### Exercise directions
Omit each picture as you copy the entries exactly.

Collection entries:
+===+

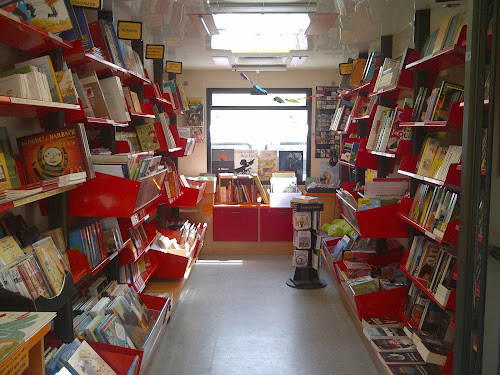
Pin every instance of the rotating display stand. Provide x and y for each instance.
(306, 221)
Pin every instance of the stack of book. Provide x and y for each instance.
(433, 208)
(41, 272)
(436, 104)
(447, 34)
(436, 159)
(112, 313)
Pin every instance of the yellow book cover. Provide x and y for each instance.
(9, 251)
(4, 174)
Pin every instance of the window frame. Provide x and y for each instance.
(307, 107)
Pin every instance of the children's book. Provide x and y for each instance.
(55, 153)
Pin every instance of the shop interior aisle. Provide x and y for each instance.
(241, 318)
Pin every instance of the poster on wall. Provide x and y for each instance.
(292, 161)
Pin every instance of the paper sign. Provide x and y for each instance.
(129, 30)
(173, 67)
(207, 209)
(346, 69)
(92, 4)
(155, 51)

+===+

### Output for this task
Pin every instance of the rotating display stand. Provide x and y for each instance.
(306, 221)
Pin every instance of the stack of book. Provide x and y for each instance.
(433, 208)
(41, 272)
(436, 104)
(447, 34)
(436, 159)
(112, 313)
Pin every instance of the yellow book cover. Provide x and y for each instance.
(9, 251)
(4, 174)
Pin every instance of the window frame. Provide x and y for each instance.
(307, 107)
Pin every instance of the children's book. Provide x and y for each instance.
(55, 153)
Pin every instance of the shop interior aisle. Provide x and y for each instance.
(241, 318)
Pin every instance of the poster on wall. Provide x and y for each instance.
(292, 161)
Pin every instance of the paper sign. Provide x and y for each instance.
(129, 30)
(173, 67)
(207, 209)
(346, 69)
(92, 4)
(155, 51)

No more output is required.